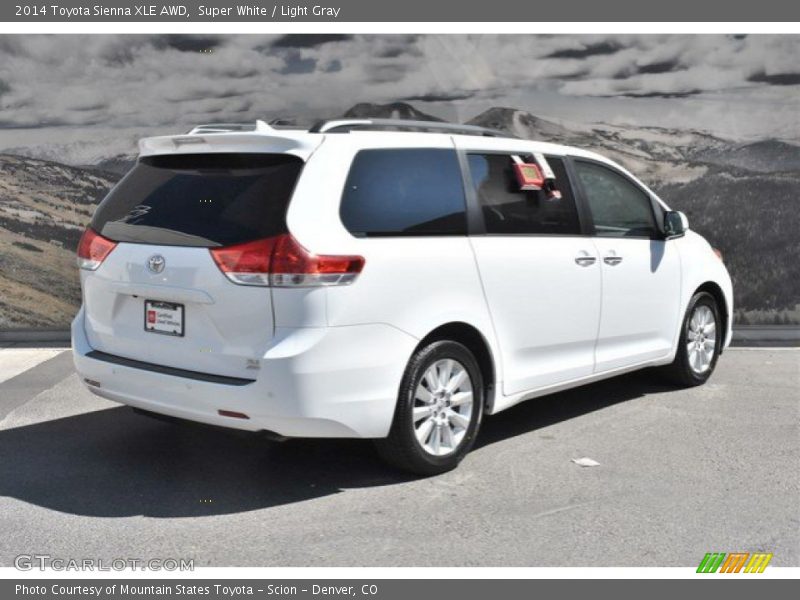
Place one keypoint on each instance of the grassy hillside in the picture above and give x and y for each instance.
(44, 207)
..........
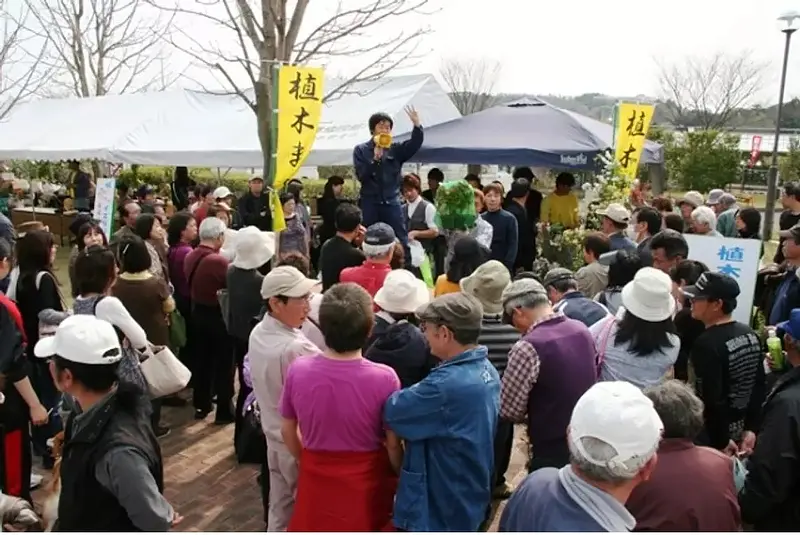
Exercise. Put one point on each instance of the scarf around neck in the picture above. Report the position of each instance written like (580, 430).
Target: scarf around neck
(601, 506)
..........
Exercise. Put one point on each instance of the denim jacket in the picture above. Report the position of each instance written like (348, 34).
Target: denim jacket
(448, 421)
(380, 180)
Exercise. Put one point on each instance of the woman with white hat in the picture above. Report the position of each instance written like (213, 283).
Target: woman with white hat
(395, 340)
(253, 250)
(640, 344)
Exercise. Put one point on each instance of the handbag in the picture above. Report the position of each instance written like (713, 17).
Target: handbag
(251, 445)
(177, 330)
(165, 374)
..........
== Exercise ==
Pull out all lines of the data with the string "position".

== Exercise answer ==
Exercise. Put one point on each instance of the scarf around neck in the picture above. Report the position of each instance written like (580, 430).
Exercise. Put one point on each instance of the denim jacket in the picture above. Report the position of each instance written like (348, 34).
Exercise. Put one point on each instance of the woman with white hat in the picture above. Report the position of each instance written like (213, 283).
Exercise. Put one point on each instance of the handbag in the picture above. Report the position of each instance written like (713, 17).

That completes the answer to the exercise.